## Exercise tasks
A. Reproduce the passage on canine flu vaccine from "Thinking about those" up to and including "and how often?".
B. Translate this sentence from the passage on canine flu vaccine into Spanish: "My main considerations are risk of exposure and risk of severe disease."
C. Condense the paragraph beginning "Well, it’s a flu vaccine." in the passage on canine flu vaccine into a short bulleted list that keeps its main facts.

## Exercise passage
How good is the canine flu vaccine?

Well, it’s a flu vaccine. They’re not known for being incredibly effective, but are useful to reduce the incidence and severity of disease. I’m most motivated to have higher risk dogs (e.g. old dogs, dogs with other health problems) vaccinated to reduce the risk of them getting severe disease. It’s going to be less effective as a population control measure since it isn’t great for protection against viral shedding, but it should help some.

What dogs should be routinely vaccinated against flu?

That’s a tough call since it’s a really sporadic disease. You might not have flu within 100 km of your dog for its entire life, or you might run into an infected dog tomorrow.

My main considerations are risk of exposure and risk of severe disease.

  • Risk of exposure depends on whether the virus is in the area, how likely it is that it will be brought into the area (e.g. outbreaks nearby), how likely it is for the dog to be exposed somewhere else (e.g. the dog travels with its owner or goes to dog shows), how likely it is for the dog to be exposed to a high risk dog from somewhere else (e.g. contact with dogs imported from Asia, or dogs from other areas where flu is active) and how many dog contacts it has (the more contacts, the greater the risk, particularly if there are contacts with dogs of unknown health and travel status).
  • Risk of severe disease is the other consideration, as described above.  I’m quicker to recommend any respiratory disease vaccine in seniors, dogs with other illnesses and brachycephalics.

Thinking about those two components helps assess how useful the vaccine might be.

If flu is active in your area, vaccination is definitely worth talking about with your veterinarian.

How is canine flu vaccine given, and how often?

[Data items]
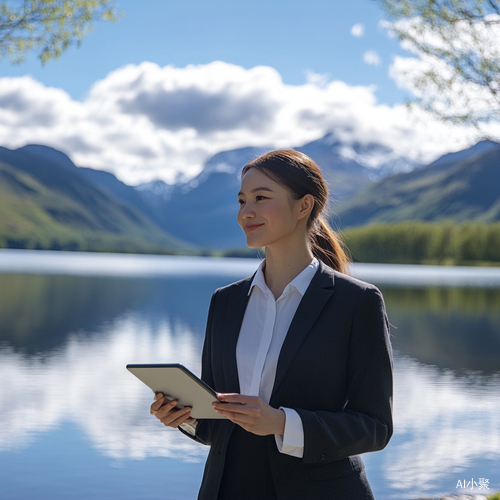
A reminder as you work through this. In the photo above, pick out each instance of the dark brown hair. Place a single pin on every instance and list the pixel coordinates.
(300, 175)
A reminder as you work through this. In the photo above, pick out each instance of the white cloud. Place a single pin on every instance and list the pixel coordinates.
(358, 30)
(371, 57)
(145, 121)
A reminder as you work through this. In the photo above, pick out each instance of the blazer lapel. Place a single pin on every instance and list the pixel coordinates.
(237, 305)
(314, 300)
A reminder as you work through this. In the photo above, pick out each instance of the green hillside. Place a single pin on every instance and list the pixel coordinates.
(467, 189)
(44, 205)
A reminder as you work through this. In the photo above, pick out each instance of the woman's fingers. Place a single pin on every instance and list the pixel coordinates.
(176, 417)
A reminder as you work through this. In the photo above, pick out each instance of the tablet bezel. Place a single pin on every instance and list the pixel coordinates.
(159, 386)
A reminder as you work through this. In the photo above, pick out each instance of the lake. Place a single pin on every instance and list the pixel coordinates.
(74, 424)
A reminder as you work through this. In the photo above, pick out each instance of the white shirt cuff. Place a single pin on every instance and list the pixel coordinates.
(292, 442)
(190, 428)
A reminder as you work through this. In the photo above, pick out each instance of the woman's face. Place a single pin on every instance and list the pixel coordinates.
(267, 213)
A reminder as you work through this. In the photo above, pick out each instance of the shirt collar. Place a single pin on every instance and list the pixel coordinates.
(300, 282)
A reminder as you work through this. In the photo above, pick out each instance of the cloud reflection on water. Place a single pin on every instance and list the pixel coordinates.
(443, 422)
(85, 382)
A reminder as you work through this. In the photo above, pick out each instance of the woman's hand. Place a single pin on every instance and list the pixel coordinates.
(251, 413)
(168, 413)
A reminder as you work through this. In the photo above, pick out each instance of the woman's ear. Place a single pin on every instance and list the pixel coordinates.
(305, 206)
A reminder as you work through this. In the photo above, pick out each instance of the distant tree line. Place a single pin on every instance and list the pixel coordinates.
(425, 243)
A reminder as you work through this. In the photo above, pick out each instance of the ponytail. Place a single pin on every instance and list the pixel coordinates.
(300, 175)
(327, 246)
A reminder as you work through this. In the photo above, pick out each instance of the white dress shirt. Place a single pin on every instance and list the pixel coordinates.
(261, 337)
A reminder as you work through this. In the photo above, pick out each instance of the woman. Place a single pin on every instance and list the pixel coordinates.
(299, 354)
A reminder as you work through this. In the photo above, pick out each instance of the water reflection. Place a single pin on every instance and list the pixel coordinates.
(457, 328)
(85, 382)
(444, 422)
(65, 341)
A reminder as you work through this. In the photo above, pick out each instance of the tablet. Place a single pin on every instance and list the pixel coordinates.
(175, 381)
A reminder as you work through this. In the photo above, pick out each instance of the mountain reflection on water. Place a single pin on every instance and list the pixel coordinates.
(65, 341)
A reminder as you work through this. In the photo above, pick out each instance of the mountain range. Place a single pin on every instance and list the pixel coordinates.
(48, 202)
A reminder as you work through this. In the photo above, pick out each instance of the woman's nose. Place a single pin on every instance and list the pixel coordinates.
(247, 212)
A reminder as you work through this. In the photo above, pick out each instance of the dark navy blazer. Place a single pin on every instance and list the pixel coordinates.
(334, 369)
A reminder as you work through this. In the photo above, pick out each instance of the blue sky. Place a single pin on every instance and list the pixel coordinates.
(173, 83)
(291, 36)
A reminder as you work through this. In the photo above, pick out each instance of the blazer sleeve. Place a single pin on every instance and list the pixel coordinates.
(365, 422)
(204, 426)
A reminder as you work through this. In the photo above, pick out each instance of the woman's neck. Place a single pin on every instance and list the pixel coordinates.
(283, 265)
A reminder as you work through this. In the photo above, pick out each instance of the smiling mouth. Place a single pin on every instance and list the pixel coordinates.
(252, 227)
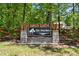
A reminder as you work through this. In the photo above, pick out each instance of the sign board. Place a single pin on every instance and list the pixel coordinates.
(39, 31)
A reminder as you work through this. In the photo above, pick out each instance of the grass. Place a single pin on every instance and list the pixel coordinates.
(8, 49)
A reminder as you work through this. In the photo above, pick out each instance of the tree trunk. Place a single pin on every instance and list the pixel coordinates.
(59, 18)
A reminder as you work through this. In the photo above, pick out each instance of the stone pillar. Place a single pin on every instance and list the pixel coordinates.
(55, 36)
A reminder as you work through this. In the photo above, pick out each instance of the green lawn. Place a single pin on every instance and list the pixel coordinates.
(8, 49)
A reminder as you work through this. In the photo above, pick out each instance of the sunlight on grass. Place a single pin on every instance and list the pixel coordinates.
(6, 49)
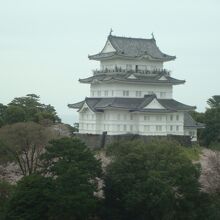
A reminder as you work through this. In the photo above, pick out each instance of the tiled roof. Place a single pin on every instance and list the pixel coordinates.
(124, 77)
(132, 104)
(133, 48)
(189, 122)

## Task results
A.
Thinking about those two components helps assess how useful the vaccine might be.

If flu is active in your area, vaccination is definitely worth talking about with your veterinarian.

How is canine flu vaccine given, and how often?

B. Mis principales consideraciones son el riesgo de exposición y el riesgo de enfermedad grave.

C.
- Flu vaccines are not known for being highly effective, but they help reduce the incidence and severity of disease.
- The strongest reason to vaccinate is to lower the risk of severe disease in higher-risk dogs, such as old dogs and dogs with other health problems.
- The vaccine will be less effective for population control because it does not protect well against viral shedding, though it should help some.